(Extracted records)
___

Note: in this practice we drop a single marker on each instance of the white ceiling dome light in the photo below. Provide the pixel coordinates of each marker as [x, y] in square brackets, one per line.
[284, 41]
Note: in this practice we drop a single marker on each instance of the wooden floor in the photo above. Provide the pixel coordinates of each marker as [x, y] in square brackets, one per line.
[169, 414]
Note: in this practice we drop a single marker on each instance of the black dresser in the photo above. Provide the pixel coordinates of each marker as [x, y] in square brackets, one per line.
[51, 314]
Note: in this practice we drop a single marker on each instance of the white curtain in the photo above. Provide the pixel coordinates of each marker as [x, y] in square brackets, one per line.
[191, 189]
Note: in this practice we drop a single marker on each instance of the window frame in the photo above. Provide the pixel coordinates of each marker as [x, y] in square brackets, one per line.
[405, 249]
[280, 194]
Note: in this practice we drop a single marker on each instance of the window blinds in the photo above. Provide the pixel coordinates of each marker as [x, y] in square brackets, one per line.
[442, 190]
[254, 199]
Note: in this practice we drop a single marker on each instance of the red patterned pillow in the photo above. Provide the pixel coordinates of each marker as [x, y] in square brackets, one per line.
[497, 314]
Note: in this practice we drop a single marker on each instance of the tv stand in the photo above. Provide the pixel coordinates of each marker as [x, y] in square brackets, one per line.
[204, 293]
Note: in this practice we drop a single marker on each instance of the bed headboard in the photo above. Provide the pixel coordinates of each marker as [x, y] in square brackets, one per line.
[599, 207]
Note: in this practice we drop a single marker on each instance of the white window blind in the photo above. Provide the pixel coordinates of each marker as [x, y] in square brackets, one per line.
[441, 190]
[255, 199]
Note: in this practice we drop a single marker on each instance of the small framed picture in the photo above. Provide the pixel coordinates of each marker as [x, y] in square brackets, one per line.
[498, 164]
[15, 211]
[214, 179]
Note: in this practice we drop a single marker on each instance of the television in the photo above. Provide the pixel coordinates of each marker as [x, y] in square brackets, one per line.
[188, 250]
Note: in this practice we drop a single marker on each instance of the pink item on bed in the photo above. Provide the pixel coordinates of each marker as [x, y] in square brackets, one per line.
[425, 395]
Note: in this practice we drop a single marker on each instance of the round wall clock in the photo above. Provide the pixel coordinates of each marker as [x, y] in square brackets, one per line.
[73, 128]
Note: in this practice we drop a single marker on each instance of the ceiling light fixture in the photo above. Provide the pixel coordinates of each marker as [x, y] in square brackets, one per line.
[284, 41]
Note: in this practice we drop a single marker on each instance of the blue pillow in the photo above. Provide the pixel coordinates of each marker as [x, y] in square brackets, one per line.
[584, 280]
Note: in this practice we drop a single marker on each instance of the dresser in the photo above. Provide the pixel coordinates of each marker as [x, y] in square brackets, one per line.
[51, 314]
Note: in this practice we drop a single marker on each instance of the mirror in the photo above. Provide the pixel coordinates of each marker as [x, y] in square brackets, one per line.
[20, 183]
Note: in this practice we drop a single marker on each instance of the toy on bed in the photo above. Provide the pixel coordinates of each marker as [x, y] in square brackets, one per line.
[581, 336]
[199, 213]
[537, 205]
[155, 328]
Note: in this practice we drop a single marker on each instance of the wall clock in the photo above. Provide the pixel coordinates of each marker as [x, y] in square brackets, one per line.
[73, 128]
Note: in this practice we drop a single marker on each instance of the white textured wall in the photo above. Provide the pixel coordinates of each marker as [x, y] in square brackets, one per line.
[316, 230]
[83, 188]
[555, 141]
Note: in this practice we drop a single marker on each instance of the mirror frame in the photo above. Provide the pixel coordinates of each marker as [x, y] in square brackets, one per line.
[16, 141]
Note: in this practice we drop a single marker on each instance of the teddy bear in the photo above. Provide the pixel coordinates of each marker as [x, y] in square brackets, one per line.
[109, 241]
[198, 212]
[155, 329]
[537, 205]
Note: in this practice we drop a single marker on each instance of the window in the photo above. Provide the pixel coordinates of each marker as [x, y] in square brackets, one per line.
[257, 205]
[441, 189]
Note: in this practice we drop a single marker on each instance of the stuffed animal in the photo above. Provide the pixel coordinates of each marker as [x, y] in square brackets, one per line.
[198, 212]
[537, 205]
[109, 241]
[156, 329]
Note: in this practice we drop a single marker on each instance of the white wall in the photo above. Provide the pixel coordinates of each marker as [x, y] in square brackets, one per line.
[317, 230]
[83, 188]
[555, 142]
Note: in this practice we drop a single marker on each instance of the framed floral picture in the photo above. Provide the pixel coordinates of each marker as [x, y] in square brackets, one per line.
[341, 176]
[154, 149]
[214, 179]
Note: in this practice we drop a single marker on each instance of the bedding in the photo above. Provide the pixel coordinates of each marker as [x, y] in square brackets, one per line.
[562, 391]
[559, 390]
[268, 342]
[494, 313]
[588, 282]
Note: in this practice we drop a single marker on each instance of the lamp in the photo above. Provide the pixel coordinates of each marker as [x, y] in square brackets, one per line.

___

◆ INSTRUCTIONS FOR THE TASK
The records must be given again in full, exactly as they were written.

◆ RESPONSE TO THIS TASK
Note: in this practice we drop a single marker on each instance of the white ceiling dome light in the photo below. Provide the pixel coordinates of each marker as [x, y] in square brackets, one per line.
[284, 41]
Note: in this practice we drop a single marker on each instance of the wooden floor in the photo above. Provide the pixel coordinates of each marker as [x, y] in square brackets, one per line.
[169, 414]
Note: in this practice we drop a single marker on each instance of the black dresser in the photo above. Provide the pixel coordinates of each marker as [x, y] in square brackets, one per line.
[51, 314]
Note: in this practice we drop a single marker on each instance of the white curtain in the photo above. Provide the pixel coordinates of each marker as [x, y] in square brackets, one per line.
[191, 189]
Note: in this practice we drop a single marker on each instance of the window frame in the photo above. Provide the pixel coordinates of each marker as [x, y] in square brackets, one per line.
[405, 249]
[280, 194]
Note: in this practice we drop a single marker on each instance of the window blinds in the photo above. Provide the pixel coordinates of each marker as [x, y] in square brackets, one per line.
[442, 190]
[254, 199]
Note: in this practice we drop a single marker on each instance of the red patterned pillow in the photo above. Provide the pixel coordinates of each marker as [x, y] in square brackets, one per line.
[497, 314]
Note: in this practice we drop a single marker on each instance of the tv stand in the photo above. Provide the pixel coordinates of each marker as [x, y] in square brackets, one per line.
[204, 293]
Note: in this practice we drop a single marker on each instance of the bed headboard in the photo above. Provide the pixel coordinates of each marker as [x, y] in square brackets, one per line.
[599, 207]
Note: in this practice we drop a single marker on each instance of the white window blind in the photo above. Provide the pixel coordinates of each marker as [x, y] in square brackets, one per line.
[441, 190]
[255, 199]
Note: in this practice we drop a single marker on each instance of the small framed picture in the photo above. Provide the pixel coordinates of each marker as [x, y] in square brackets, one per line.
[498, 164]
[15, 211]
[214, 179]
Note: in this practice we drop a single marker on each instance of the television in the photo above. Provide the pixel coordinates of each marker as [x, y] in square brackets, one per line.
[188, 250]
Note: in this practice we drop a single marker on each instance of the pink item on bed in the photo above. Provide the pixel coordinates of each marker as [x, y] in square brackets, one per line.
[425, 395]
Note: in this practice we drop a single marker on each instance of the round wall clock in the photo above. Provide the pixel coordinates of each marker as [x, y] in square brackets, one per line.
[73, 128]
Note: in this practice we drop a single marker on each instance of the ceiling light fixture in the photo above. Provide the pixel coordinates of each marker as [x, y] in square brackets, one per line.
[284, 41]
Note: in this practice we drop a single marker on each instance of the blue pillow in the photo above. Provide the pixel coordinates of each marker as [x, y] in square brackets, one per line.
[584, 280]
Note: in this practice we drop a single marker on each instance of the dresser in the photo above. Provide the pixel coordinates of each marker as [x, y] in square brackets, one per line.
[51, 314]
Note: in this practice we drop a single marker on each instance of the mirror in the photo above. Provide the pixel coordinates of each marker as [x, y] in square brackets, one per line.
[20, 183]
Note: in this practice we drop a single marker on each instance of the toy on bed in the photo above. Provide the pixel coordinates of each marker as [x, y] in square brackets, one per line.
[581, 336]
[199, 213]
[537, 205]
[155, 328]
Note: in this practice we drop a single marker on each instance of the wall clock in the photo above. Provide the pixel coordinates of each marker as [x, y] in square brackets, one per line.
[73, 128]
Note: in this practice we drop a single marker on each instance of the white textured wall in the photo above. Provide the pixel coordinates of each marker as [x, y] in square brackets, one per line.
[316, 230]
[83, 188]
[555, 141]
Note: in this practice we drop a single marker on each instance of the mirror frame in the photo above. Provide the pixel coordinates of each marker as [x, y] in square brackets, one per line.
[16, 141]
Note: in this practice we drop a single marker on each instance of the teddy bear in the photo above. Provide the pixel coordinates of each marker as [x, y] in square brackets, one per line.
[109, 241]
[198, 212]
[155, 329]
[537, 205]
Note: in this practice we drop a single marker on each instance of the window in the photo above. Provide the pixel coordinates of each marker as [x, y] in square brackets, one per line.
[257, 205]
[441, 189]
Note: in this practice we drop a single marker on each instance of the stuffed animal in the photo above. Provide the pixel coordinates of each marker as [x, y] in square brackets, one per line.
[198, 212]
[537, 205]
[109, 241]
[156, 329]
Note: in this practice we drop a single marker on each instance of the white wall in the photo above. Provide the pixel coordinates of each marker as [x, y] in square brackets, one per line.
[317, 230]
[83, 188]
[555, 142]
Note: in this practice we drop a single marker on each instance of the framed floral picture in the photo above. Provide the pixel coordinates of each marker as [x, y] in square brackets, one per line.
[341, 176]
[154, 149]
[214, 179]
Note: in this practice we drop a single marker on each instance of the bedding in the photo above. Provide the pixel coordinates of each marker as [x, y] in square brackets, one per line.
[562, 391]
[559, 390]
[268, 342]
[494, 313]
[588, 282]
Note: in this practice we drop a single marker on each instance of the lamp in the photo above. Provide the pixel coordinates of each marker as [x, y] in square brackets, one per line.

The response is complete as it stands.